## Work required
From the entries below, retype only the lines from the one with "query: red jumpsuit" through the one with "query: asphalt road", exactly as written.

☆ ☆ ☆ ☆ ☆ ☆ ☆

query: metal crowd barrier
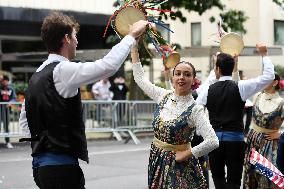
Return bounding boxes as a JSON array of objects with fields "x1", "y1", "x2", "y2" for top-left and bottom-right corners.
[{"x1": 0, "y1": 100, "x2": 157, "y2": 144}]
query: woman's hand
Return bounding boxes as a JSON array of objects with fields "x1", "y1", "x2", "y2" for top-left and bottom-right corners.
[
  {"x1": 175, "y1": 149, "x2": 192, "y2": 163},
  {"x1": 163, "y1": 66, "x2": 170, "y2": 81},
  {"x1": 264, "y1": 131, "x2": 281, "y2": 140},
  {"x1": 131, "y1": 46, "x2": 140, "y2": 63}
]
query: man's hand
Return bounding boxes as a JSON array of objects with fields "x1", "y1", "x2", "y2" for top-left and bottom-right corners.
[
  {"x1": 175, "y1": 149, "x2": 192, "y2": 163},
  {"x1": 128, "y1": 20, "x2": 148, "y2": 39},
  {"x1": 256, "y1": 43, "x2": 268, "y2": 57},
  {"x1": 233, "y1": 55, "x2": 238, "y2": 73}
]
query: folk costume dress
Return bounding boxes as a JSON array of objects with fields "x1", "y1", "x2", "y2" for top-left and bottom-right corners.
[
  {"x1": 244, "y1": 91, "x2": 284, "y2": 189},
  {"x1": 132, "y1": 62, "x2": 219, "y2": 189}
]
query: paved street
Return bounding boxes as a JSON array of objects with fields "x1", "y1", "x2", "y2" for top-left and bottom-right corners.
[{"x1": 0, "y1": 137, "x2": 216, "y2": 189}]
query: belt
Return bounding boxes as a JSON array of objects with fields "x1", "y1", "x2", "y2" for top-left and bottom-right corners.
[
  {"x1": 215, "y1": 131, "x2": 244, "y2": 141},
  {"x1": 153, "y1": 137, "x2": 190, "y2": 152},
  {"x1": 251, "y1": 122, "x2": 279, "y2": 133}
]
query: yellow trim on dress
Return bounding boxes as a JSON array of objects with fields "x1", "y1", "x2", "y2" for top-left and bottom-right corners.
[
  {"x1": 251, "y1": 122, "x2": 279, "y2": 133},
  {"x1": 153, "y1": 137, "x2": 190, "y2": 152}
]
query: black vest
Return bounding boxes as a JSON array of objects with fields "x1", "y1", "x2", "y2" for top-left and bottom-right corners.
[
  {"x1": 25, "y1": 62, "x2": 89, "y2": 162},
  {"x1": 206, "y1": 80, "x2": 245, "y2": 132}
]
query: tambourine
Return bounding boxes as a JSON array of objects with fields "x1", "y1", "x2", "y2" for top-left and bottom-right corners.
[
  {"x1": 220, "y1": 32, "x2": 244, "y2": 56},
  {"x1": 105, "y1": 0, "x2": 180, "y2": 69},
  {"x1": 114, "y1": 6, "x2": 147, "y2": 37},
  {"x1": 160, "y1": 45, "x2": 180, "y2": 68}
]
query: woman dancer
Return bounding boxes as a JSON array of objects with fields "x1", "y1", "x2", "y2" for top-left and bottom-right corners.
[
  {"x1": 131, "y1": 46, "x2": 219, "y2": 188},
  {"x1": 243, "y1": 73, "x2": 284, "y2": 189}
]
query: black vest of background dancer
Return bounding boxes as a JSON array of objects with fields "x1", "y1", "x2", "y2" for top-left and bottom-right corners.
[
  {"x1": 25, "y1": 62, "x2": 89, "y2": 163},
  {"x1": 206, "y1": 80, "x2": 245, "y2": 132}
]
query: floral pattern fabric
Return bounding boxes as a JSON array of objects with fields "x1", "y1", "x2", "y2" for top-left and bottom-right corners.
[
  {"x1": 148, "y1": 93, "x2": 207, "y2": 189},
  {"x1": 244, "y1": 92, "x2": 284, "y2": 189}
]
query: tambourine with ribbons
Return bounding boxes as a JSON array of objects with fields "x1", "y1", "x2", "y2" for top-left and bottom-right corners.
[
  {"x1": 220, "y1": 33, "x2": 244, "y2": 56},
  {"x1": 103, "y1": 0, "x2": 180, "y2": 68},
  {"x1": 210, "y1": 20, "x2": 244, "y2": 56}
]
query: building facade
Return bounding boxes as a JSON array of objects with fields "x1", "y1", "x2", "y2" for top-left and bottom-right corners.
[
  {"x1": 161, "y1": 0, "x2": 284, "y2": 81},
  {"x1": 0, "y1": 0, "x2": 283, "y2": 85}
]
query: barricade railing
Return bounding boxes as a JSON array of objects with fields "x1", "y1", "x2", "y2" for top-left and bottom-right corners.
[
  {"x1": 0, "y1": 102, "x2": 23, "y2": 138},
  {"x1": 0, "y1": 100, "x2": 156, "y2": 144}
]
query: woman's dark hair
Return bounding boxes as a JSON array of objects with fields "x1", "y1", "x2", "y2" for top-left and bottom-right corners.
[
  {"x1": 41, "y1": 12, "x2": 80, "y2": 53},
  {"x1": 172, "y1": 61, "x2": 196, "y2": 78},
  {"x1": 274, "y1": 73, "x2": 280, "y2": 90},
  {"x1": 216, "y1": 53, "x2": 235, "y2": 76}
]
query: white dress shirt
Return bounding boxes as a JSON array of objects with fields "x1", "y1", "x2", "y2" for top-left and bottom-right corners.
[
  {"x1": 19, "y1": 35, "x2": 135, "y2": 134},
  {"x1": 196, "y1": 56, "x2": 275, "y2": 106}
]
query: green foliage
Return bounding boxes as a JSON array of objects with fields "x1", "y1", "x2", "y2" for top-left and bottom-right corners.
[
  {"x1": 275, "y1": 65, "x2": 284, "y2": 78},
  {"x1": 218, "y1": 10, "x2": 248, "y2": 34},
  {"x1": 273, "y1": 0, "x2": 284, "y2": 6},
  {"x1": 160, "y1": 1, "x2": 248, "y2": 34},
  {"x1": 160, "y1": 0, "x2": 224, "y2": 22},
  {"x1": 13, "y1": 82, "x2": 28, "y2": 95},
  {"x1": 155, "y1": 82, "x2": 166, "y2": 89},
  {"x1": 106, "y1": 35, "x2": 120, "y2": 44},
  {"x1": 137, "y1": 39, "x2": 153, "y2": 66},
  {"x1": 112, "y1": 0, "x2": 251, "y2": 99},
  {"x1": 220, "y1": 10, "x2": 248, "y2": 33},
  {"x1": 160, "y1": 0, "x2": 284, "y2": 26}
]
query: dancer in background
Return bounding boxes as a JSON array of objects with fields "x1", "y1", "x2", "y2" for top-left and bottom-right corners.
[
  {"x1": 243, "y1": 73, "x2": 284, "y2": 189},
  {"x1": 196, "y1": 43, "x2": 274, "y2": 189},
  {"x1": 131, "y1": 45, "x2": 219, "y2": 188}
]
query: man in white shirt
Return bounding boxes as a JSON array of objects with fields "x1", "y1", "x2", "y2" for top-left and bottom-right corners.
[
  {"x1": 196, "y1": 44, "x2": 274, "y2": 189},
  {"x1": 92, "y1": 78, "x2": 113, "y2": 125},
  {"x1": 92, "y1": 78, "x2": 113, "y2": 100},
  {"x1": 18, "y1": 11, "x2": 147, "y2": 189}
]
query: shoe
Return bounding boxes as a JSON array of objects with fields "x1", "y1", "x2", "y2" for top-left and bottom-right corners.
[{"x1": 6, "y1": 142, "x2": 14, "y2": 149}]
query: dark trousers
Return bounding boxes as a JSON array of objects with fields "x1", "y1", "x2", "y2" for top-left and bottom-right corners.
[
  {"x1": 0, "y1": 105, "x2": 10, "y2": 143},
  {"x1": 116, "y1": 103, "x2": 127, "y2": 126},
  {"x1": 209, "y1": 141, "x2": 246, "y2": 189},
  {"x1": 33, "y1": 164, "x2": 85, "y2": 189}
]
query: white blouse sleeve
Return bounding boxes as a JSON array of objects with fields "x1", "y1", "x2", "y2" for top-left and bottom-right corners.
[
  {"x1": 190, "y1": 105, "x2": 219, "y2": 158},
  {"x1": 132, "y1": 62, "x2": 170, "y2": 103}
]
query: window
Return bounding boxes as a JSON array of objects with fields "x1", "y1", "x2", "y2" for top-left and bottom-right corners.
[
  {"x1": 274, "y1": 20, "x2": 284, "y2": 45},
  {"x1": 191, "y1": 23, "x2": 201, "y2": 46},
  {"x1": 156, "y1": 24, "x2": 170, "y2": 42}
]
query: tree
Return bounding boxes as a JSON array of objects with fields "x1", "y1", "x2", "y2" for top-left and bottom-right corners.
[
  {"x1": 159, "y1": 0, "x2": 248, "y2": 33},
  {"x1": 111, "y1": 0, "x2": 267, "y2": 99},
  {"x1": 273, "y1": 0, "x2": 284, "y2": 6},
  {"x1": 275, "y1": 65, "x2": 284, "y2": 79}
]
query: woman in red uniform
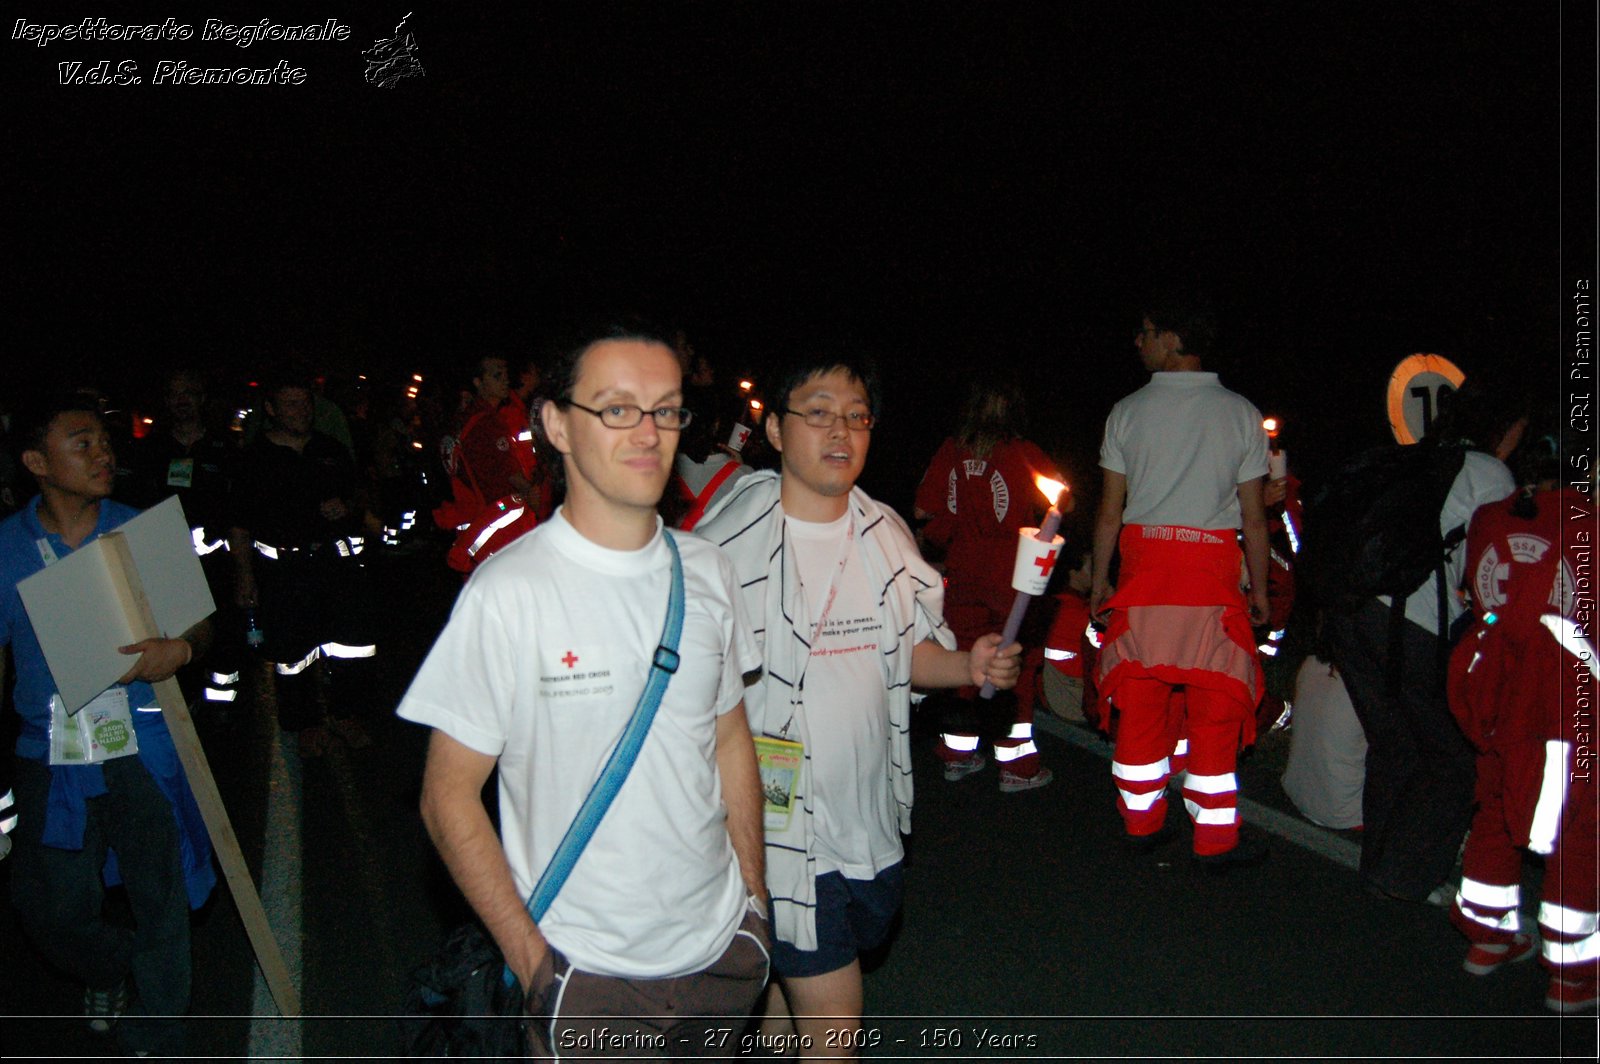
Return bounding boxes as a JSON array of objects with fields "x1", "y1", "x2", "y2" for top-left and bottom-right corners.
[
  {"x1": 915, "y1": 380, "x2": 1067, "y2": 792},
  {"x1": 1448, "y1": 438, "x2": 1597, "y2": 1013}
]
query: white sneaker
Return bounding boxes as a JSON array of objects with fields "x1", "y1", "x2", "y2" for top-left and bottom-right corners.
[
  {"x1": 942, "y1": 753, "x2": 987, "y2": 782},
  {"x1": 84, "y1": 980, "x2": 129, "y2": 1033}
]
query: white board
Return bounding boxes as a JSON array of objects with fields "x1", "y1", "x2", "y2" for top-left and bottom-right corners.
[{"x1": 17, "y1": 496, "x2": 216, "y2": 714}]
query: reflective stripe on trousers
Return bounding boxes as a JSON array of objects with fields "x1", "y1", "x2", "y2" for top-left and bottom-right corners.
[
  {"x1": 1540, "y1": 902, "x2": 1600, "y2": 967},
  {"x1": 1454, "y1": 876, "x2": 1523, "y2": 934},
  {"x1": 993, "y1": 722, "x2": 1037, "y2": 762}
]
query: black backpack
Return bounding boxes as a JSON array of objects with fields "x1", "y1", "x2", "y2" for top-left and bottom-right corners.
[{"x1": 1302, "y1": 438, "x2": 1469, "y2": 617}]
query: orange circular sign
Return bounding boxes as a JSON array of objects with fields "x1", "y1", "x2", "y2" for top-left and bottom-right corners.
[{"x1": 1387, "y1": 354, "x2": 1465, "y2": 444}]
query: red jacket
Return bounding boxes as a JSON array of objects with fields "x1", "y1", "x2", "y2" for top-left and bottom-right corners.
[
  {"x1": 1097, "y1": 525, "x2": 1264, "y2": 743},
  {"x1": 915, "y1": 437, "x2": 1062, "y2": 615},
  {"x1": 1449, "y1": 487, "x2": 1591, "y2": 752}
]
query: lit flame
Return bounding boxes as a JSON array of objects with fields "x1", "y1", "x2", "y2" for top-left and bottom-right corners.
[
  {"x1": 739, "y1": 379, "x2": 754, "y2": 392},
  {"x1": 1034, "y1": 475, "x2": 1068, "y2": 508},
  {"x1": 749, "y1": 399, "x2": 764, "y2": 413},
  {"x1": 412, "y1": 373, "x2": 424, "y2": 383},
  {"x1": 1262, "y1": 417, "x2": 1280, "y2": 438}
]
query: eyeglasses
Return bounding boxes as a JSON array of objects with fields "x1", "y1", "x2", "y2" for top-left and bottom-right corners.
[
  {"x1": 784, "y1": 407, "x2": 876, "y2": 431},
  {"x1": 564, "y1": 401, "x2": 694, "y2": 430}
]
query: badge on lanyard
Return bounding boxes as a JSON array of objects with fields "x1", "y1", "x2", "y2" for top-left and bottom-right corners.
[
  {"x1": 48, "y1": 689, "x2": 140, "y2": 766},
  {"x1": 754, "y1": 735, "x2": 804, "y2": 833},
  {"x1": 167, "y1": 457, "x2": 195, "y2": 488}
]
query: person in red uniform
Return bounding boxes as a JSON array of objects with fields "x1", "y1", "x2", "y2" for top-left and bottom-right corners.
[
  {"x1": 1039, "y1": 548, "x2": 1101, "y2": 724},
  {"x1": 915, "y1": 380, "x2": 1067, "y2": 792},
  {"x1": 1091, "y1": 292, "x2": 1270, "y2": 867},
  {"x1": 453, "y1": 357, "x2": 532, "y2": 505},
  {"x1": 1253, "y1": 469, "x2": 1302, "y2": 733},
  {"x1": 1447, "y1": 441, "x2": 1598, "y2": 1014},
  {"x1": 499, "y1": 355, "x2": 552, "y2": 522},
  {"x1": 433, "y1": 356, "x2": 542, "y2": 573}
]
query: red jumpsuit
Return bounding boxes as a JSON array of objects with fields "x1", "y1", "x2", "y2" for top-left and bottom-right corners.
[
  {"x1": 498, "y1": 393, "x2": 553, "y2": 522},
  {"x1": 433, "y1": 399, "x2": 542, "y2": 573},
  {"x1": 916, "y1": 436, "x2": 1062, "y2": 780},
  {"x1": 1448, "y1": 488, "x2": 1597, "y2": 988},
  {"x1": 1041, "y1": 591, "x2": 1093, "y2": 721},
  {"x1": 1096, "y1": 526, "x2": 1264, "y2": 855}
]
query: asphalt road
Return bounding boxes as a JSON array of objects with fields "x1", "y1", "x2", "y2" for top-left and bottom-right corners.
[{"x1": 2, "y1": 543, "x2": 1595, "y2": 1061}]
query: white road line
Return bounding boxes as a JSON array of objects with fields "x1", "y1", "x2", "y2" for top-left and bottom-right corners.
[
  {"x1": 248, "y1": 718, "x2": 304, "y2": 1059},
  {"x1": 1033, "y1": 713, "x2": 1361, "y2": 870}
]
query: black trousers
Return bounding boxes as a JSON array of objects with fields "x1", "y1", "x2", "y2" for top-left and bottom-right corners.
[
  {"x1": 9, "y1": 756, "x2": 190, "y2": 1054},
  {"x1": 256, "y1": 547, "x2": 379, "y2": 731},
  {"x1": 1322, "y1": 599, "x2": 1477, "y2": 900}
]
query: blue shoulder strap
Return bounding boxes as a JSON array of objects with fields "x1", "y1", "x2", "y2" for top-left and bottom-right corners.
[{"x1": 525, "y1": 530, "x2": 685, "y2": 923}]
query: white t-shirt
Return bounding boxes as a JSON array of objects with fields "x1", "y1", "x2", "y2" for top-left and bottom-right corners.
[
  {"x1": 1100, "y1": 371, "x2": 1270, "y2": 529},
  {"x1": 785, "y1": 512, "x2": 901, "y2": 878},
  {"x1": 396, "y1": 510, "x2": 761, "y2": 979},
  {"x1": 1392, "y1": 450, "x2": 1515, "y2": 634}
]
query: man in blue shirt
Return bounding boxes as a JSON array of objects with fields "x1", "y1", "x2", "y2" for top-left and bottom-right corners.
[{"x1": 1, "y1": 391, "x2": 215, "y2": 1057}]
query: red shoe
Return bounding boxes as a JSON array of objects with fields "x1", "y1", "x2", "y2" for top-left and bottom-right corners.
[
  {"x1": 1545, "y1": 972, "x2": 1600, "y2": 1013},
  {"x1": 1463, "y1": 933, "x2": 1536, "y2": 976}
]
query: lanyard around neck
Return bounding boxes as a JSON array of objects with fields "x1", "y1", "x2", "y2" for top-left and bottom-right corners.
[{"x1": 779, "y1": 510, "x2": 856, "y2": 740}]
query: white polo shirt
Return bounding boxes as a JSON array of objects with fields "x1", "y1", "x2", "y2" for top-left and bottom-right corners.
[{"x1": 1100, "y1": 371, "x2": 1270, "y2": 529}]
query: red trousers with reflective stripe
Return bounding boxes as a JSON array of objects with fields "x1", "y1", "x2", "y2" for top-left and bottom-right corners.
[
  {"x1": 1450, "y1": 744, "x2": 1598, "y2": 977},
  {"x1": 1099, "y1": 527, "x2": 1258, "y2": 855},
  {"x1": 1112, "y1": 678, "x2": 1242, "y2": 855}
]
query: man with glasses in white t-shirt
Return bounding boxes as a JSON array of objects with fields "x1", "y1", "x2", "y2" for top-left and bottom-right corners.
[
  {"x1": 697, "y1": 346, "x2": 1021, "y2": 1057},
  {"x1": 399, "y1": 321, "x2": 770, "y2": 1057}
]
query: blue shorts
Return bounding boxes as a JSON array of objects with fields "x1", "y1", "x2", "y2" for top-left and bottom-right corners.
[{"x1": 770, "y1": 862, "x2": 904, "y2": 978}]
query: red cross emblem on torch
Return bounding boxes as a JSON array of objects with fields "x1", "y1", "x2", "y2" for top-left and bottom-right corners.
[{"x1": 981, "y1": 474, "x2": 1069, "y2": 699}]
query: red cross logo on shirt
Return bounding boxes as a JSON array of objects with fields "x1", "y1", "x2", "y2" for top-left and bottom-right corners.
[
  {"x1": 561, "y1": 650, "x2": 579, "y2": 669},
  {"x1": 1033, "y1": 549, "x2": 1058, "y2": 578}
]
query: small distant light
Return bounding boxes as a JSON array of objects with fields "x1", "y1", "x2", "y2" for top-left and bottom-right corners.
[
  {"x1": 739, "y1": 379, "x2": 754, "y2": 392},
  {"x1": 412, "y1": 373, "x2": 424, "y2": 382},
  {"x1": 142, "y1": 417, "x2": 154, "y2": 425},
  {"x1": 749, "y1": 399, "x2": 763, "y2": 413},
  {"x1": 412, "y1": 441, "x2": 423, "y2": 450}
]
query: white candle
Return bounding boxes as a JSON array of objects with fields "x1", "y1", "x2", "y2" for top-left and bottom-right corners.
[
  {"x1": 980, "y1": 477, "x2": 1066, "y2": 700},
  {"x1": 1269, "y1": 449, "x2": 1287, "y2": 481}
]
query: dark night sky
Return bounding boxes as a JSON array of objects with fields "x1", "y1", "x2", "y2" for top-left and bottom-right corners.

☆ ☆ ☆ ☆ ☆ ☆ ☆

## Answer for the task
query: red jumpsuit
Return bounding boxes as a JSON array of objects with fields "x1", "y1", "x2", "y2" for top-left and bottom-right corners.
[
  {"x1": 498, "y1": 393, "x2": 553, "y2": 522},
  {"x1": 433, "y1": 399, "x2": 542, "y2": 573},
  {"x1": 916, "y1": 436, "x2": 1062, "y2": 780},
  {"x1": 1448, "y1": 488, "x2": 1597, "y2": 988},
  {"x1": 1041, "y1": 591, "x2": 1093, "y2": 721},
  {"x1": 1096, "y1": 526, "x2": 1264, "y2": 855}
]
query: asphalt road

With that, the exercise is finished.